>> begin Dataset content
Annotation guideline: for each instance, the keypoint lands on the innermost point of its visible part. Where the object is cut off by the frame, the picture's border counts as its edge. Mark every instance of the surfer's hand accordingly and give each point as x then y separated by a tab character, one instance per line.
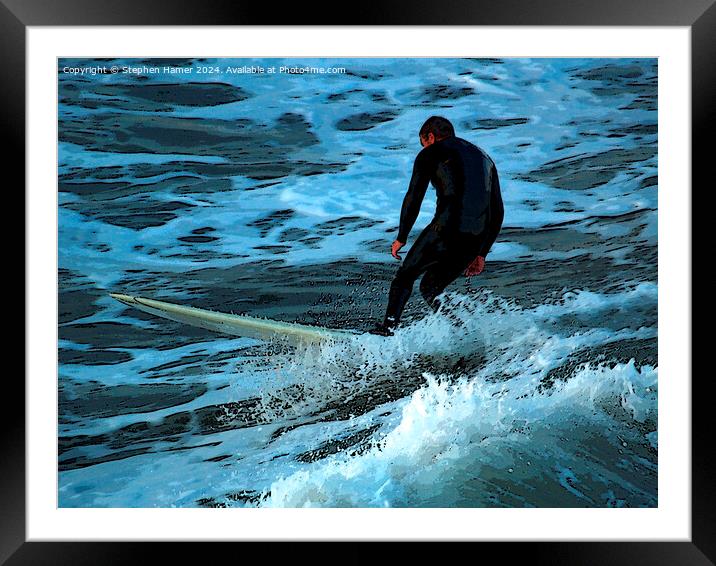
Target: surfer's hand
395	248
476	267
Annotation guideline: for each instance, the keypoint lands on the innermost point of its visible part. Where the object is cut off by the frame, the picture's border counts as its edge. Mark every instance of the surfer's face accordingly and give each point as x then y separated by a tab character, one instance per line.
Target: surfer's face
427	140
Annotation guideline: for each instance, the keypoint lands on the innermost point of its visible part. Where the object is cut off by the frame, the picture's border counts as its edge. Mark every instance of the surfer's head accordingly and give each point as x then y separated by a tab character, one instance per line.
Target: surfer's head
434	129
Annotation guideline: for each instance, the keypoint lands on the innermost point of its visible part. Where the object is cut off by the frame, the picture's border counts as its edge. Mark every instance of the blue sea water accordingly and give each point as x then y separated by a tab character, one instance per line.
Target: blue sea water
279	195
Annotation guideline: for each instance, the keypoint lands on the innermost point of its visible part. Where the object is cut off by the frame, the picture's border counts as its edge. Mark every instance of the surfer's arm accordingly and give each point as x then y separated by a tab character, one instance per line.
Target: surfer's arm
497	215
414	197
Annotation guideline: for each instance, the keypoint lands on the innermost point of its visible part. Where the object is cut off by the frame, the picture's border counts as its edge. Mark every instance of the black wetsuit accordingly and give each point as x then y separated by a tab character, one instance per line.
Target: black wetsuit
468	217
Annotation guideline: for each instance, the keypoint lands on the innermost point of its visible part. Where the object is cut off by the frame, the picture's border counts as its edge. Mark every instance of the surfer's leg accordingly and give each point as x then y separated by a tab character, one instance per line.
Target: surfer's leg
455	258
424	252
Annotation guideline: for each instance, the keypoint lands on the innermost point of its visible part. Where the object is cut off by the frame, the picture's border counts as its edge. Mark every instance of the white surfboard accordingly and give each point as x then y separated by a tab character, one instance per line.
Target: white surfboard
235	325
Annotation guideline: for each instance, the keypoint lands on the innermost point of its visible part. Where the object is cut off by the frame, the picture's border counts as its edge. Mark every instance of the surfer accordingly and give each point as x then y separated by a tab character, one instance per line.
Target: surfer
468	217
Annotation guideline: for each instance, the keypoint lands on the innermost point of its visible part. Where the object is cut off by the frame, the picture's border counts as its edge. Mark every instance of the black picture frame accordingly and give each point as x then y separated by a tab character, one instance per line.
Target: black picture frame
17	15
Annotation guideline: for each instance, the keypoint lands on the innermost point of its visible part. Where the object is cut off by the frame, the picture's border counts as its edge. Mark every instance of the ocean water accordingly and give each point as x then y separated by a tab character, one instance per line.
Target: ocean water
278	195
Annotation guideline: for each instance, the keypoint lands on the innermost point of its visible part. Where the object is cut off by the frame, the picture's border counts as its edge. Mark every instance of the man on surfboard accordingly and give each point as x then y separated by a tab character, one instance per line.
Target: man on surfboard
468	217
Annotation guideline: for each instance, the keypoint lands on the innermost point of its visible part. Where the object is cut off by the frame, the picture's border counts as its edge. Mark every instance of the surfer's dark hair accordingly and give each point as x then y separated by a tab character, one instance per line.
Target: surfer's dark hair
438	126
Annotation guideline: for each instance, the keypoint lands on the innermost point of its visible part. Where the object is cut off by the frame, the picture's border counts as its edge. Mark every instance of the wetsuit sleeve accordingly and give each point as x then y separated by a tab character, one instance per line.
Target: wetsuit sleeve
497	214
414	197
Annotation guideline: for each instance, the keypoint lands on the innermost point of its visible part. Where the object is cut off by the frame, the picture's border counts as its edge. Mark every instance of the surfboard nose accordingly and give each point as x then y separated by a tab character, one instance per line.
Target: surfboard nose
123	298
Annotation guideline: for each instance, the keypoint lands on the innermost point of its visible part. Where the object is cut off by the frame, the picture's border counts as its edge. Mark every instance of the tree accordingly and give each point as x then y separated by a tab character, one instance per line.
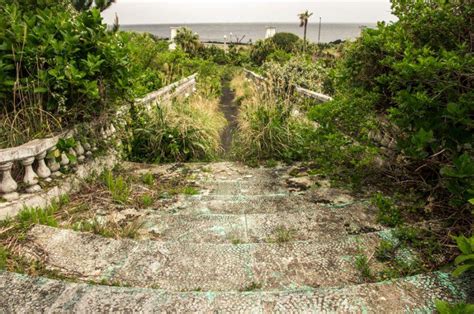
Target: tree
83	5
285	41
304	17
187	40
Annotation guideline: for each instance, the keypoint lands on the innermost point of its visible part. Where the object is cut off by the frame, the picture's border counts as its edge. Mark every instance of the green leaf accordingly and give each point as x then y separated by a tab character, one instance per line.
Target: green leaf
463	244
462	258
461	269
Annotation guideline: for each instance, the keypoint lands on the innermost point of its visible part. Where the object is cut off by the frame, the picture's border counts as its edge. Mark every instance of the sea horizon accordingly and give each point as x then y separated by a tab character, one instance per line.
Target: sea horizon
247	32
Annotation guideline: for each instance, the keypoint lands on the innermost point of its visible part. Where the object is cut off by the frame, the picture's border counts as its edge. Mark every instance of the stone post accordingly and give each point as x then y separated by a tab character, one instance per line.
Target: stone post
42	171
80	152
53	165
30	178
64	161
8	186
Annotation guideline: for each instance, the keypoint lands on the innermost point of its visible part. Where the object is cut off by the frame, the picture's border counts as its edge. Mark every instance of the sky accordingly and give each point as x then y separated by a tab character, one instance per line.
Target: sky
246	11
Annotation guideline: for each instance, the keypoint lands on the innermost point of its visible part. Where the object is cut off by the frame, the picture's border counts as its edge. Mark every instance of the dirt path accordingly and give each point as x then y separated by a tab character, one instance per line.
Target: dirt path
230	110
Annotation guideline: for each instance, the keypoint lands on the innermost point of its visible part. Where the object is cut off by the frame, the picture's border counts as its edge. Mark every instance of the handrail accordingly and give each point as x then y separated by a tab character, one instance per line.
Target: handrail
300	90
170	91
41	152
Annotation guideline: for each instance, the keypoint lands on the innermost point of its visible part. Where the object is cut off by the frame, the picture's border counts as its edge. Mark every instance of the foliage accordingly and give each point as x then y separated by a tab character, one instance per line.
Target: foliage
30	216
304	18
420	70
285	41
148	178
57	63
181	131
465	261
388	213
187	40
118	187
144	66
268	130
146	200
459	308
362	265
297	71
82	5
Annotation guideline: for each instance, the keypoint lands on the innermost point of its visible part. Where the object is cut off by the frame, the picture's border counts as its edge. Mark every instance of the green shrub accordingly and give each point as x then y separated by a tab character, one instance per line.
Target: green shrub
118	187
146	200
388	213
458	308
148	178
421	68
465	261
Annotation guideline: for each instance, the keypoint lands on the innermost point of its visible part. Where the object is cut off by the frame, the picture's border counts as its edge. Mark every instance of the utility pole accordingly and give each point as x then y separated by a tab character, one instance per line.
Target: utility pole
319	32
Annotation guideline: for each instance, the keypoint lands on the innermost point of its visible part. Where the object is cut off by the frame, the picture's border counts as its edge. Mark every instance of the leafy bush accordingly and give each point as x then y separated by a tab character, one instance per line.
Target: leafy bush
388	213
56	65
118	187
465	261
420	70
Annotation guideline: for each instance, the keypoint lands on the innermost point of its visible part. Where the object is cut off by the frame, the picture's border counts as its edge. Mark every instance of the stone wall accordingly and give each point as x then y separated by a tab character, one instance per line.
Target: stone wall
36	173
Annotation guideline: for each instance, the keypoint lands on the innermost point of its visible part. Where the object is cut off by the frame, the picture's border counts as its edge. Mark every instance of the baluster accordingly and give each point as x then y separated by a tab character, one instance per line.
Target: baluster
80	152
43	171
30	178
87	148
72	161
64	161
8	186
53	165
>> end Dataset content
* _Stated problem_
Reproduce the full listing faithfully, but do not carry over any pictures.

* _Full output_
Annotation guideline: for each instance, the keypoint lands on the innermost point of its visible part. Where the object is cut off by the frame, the picture's border counts as its edge. Mark every instance of the surfer's hand accordingly and give each point as x then y separated by a tab character, one instance per line.
Target: surfer's hand
395	248
476	267
Annotation guideline: for each instance, the keypoint lands on the innermost point of its visible part. Where the object is cut off by the frame, the picture's border counts as its edge. Mark every instance of the surfer's face accordingly and give each point as x then y separated by a tab character, one instance per line.
Target: surfer's face
427	140
Annotation guideline: for each instance, the keypoint lands on the innermost point of its visible part. Where the object is cut off by the frame, the picture's border counts as its edge. Mark every instance of the surfer's head accordingly and give each point as x then y separated by a tab character, one instance per line.
Target: surfer's head
434	129
Annotation guideline: for each instance, the keypoint lands on the innermost point of its visible part. Where the object is cut off by the frame, the picture's border counts as its edge. Mark every instance of the blue sea water accordingly and give each point as x then y separated by a tab character, one instance per line.
Target: blue sea water
279	195
Annotation guideline: for each instance, the keypoint lands on the innermost point of its visible part. Where the object is cut off by the frame, the picture's border counts as its edge. Mark every instance of the surfer's arm accordingly and give each point as x then y separated by a tab character, one instance per line.
Target: surfer's arm
497	215
414	197
Annotation guideline: for each instance, the keypoint lands on the innermost point of its visible part. Where the object is cut off by the frame, the picture's border counts as its edge. Mark every instance of the black wetsuit accordingly and give each point as x then y separated by a tab character, one instance per line.
Target: black wetsuit
468	217
Annotation guideline: for each instance, the keypoint lands on the innermost point of its visible part. Where the object is cut off by the frame, the picture's border counts as its edge. Mark every instance of the surfer's leg accordingly and give each point as x then y separated by a tab character, one instance per line.
Target: surfer's leg
455	258
424	252
Annotation guideline: for each instance, the keypoint lands on the innermost point of its visible part. Where the object is cut off by the frame, the picture's border counts as its edge. Mark every instance of the white surfboard accordingly and give each point as x then y separated by a tab character, one instance per line.
Target: white surfboard
235	325
Annotation guideline: for each instance, the keypoint lands on the innermost point of its visible part. Where the object is cut off by the frame, the picture's border counts as its edge. Mark every instance of the surfer accordingly and give each point as x then y separated by a tab character, one instance per line.
Target: surfer
468	217
Annotation guideline: for each instance, the keypoint lands on the innermost point of its visible part. Where the object is cut off by the frame, the picture's border counts as its edge. Mark every instance of the black picture frame accordingly and give each point as x then y separated by a tab character, one instance per line.
Target: black picture frame
17	15
Annotation guideline: for each instance, the keypoint lands on the innermost point of its visible part. Where the object is cut off by the frame, the picture's border counts as its edge. Mark every instance of the ocean water accordingly and give each point as x then y separated by a tab character, one instance per line.
Target: ocean water
278	195
Annotation guideline: for each instance, the keypoint lands on the innermost point of its visible part. Where the object is cut off by the frame, the picture's border counts as its edge. Mark every instance of the man on surfboard accordingly and give each point as x then y separated by a tab character, one instance per line.
Target: man on surfboard
468	217
Annotation guideline: for each instance, the keypoint lands on the innermost point of its visible part. Where the object is cut off by the frame, the picture's border counts as its edge. Mark every instance of the surfer's dark hair accordingly and give each point as x then y separated by a tab character, one instance per line.
Target: surfer's dark hair
438	126
Annotation guideline: for each instance, the keypoint lands on the innermost point of its visible part. Where the object is cut off by the frame, the picture's border counts as its edge. Mark every instance of the wetsuit sleeve accordingly and give each point as x then y separated by a tab character, one instance per line.
Target: wetsuit sleeve
497	214
414	197
Annotation guideline: for each instance, the keypoint lands on the innermost point of its visible part. Where the object is cut off by the frame, the picture's border counts as its edge. Mark every instance of the surfboard nose accordingly and give each point as x then y separated by a tab character, one instance per line.
Target: surfboard nose
123	298
Annotation guideline: for each instance, the keypoint lands on the innermost point of its visible part. Where the object is cut off by the frame, the picture's border counts as its edge. Mark every instance of the tree accordingly and give each point as x then y separated by a tab character, one instance per line.
Target: tree
83	5
285	41
304	17
187	40
Annotation guideline: for each instance, the keypoint lands on the innermost point of its visible part. Where the object is cut off by the frame, the picture's border counts as its edge. Mark every instance of the green leaf accordingly and give each point as x then y separated by a tab character, one instance per line.
Target: green leaf
463	244
462	258
461	269
Annotation guideline: for each instance, the keypoint lands on the innermost point of its visible part. Where the object is cut off by the frame, the picture's border counts as its edge. Mark every instance of the sea horizon accordingly and give each point as x then y separated by a tab character, one instance per line.
Target: sea horizon
247	32
Annotation guideline: for each instance, the keypoint lands on the innermost point of its visible part. Where the object is cut off by the frame, the picture's border counts as its edge. Mark every instance of the stone post accordingly and give each point as x then y separated by a tab character, one instance per line.
Target: stone post
42	171
80	152
53	165
30	178
64	161
8	186
Annotation guideline: for each instance, the keypoint lands on the innermost point of its visible part. Where the object is cut off by the frame, the picture's border counts as its edge. Mark every instance of the sky accordingly and give each point as x then y separated by a tab character, one instance per line.
Target: sky
246	11
Annotation guideline: for each instance, the keypoint lands on the innermost point of its visible part. Where the object is cut off by the frame, the picture's border counts as its edge. Mark every instance of the dirt path accordingly and give each point as x then y separated by a tab character, one instance per line.
Target: dirt path
230	110
Annotation guideline: for each instance, the keypoint lands on the innermost point of its visible part. Where the object is cut off by the frame, the picture's border counts as its edge. Mark every instance of the handrail accordingly and give each point as x then y separated by a tab character, one instance per line.
Target: handrail
300	90
170	91
41	152
Annotation guideline: for each instance, the keypoint lands on the innermost point of its visible part. Where the object is cut off by the frame, the picture's border counts as its edge. Mark every instance of the foliage accordingly and give each point as x then y separated by a tab character, one instance per line.
Target: foliage
30	216
304	18
420	70
285	41
148	178
57	63
181	131
465	261
388	213
187	40
118	187
144	66
268	130
146	200
459	308
362	265
297	71
82	5
Annotation guideline: for each instance, the keypoint lands on the innermost point of its visible part. Where the object is cut off by the frame, the picture's border counts as its edge. Mark every instance of the green shrub accordingly and give each point as x then y separated by a tab character, one instance per line.
Target: green shrub
118	187
146	200
388	213
458	308
148	178
421	68
465	261
Annotation guideline: for each instance, the keypoint lands on the innermost point of its visible part. Where the object is cut off by the frame, the picture's border counts as its edge. Mark every instance of the utility pole accordingly and give each point as x then y separated by a tab character, one instance per line.
Target: utility pole
319	32
Annotation guideline: for each instance, the keypoint lands on the innermost point of its visible part. Where the object is cut off by the frame, the picture's border counts as its edge. Mark every instance of the leafy bush accordingly and give each point as x then y separated by a tab character, one instance per line.
Target: leafy bush
388	213
56	65
118	187
465	261
420	70
Annotation guideline: for each instance, the keypoint lands on the innermost point of its visible part. Where the object is cut off by the frame, the picture's border counts as its edge. Mark every instance of the stone wall accordingly and give each point as x then y separated by a tab character, one instance per line.
Target: stone wall
36	173
Annotation guideline: for each instance, the keypoint lands on the innermost point of its visible part. Where the object is cut off by the frame, the picture's border counts as its edge. Mark every instance of the baluster accordingly and give each point as x then y separated by a tab character, one instance per line.
Target: baluster
80	152
43	171
30	178
87	148
72	161
64	161
8	186
53	165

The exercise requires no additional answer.